Content starts

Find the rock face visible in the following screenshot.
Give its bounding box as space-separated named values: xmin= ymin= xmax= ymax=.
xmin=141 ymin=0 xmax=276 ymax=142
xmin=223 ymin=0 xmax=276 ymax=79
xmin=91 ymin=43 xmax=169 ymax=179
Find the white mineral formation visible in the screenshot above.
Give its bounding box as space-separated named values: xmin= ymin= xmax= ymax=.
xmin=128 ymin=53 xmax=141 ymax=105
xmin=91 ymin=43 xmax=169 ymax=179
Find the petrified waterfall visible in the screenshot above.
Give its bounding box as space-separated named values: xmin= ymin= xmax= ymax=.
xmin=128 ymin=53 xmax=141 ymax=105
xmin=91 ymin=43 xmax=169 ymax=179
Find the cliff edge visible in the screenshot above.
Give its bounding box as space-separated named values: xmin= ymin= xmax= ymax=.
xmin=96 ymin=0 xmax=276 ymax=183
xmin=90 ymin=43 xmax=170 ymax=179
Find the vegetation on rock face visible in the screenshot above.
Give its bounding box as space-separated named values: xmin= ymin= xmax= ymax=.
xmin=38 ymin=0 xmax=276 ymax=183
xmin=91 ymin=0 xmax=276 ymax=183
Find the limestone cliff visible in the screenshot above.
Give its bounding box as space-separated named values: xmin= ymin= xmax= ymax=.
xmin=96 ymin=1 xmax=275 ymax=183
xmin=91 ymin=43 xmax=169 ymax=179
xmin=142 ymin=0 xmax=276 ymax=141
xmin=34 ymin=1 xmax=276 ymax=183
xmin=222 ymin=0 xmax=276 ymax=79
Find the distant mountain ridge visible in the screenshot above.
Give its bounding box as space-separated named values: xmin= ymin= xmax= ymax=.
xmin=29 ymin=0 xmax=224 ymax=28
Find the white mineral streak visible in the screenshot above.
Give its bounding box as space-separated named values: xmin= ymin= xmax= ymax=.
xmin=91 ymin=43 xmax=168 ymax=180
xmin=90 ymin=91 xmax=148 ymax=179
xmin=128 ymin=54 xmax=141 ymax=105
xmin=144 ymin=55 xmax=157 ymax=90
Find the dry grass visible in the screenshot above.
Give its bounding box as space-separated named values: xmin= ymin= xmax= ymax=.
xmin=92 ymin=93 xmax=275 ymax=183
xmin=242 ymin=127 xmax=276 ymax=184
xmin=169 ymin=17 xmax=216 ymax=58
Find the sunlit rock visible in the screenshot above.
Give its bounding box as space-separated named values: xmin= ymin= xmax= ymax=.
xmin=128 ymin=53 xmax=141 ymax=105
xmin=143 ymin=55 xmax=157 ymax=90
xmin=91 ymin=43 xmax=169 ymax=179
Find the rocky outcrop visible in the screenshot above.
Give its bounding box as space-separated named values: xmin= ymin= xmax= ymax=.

Content ends

Exercise instructions:
Each line in the listing above is to be returned unchanged.

Solution for this exercise:
Find the rock face visible in the following screenshot.
Give its bounding box as space-separated named values: xmin= ymin= xmax= ymax=.
xmin=141 ymin=0 xmax=276 ymax=142
xmin=223 ymin=0 xmax=276 ymax=79
xmin=91 ymin=43 xmax=169 ymax=179
Find the white mineral formation visible in the screenshot above.
Give its bounding box as space-separated named values: xmin= ymin= xmax= ymax=.
xmin=128 ymin=53 xmax=141 ymax=105
xmin=91 ymin=43 xmax=169 ymax=179
Find the petrified waterfall visible in the screenshot above.
Give its bounding box as space-separated named values: xmin= ymin= xmax= ymax=.
xmin=128 ymin=53 xmax=141 ymax=105
xmin=91 ymin=43 xmax=169 ymax=179
Find the cliff edge visible in the screenshot above.
Give its bounding box as space-separated named values: xmin= ymin= xmax= ymax=.
xmin=96 ymin=0 xmax=276 ymax=183
xmin=90 ymin=43 xmax=170 ymax=179
Find the vegetation on rock face visible in the screenshot above.
Give its bounding box as space-separated named values: xmin= ymin= xmax= ymax=.
xmin=38 ymin=0 xmax=276 ymax=183
xmin=91 ymin=0 xmax=276 ymax=183
Find the limestone cliff visible in the screenshot above.
Give its bounding box as space-separated named values: xmin= ymin= xmax= ymax=.
xmin=96 ymin=1 xmax=275 ymax=183
xmin=91 ymin=43 xmax=169 ymax=179
xmin=142 ymin=0 xmax=276 ymax=141
xmin=34 ymin=1 xmax=276 ymax=183
xmin=222 ymin=0 xmax=276 ymax=79
Find the distant mountain ridge visible in the screenshot above.
Give its bounding box as space-separated named values: xmin= ymin= xmax= ymax=.
xmin=29 ymin=0 xmax=224 ymax=28
Find the white mineral streak visible in the screenshot above.
Give its bounding box as space-separated named values: xmin= ymin= xmax= ymax=.
xmin=91 ymin=43 xmax=168 ymax=180
xmin=90 ymin=91 xmax=148 ymax=179
xmin=128 ymin=54 xmax=141 ymax=105
xmin=144 ymin=55 xmax=157 ymax=90
Find the dry grass visible in the screenshot above.
Give its bounding box as space-separated named values: xmin= ymin= xmax= ymax=.
xmin=92 ymin=93 xmax=275 ymax=183
xmin=242 ymin=127 xmax=276 ymax=184
xmin=169 ymin=17 xmax=216 ymax=58
Find the sunlit rock visible in the screenshot above.
Give its bounding box as space-separated named values: xmin= ymin= xmax= ymax=.
xmin=128 ymin=53 xmax=141 ymax=105
xmin=143 ymin=55 xmax=157 ymax=90
xmin=91 ymin=43 xmax=169 ymax=179
Find the rocky outcrop visible in the screenshot above.
Give its bounding box as space-separated named values: xmin= ymin= xmax= ymax=.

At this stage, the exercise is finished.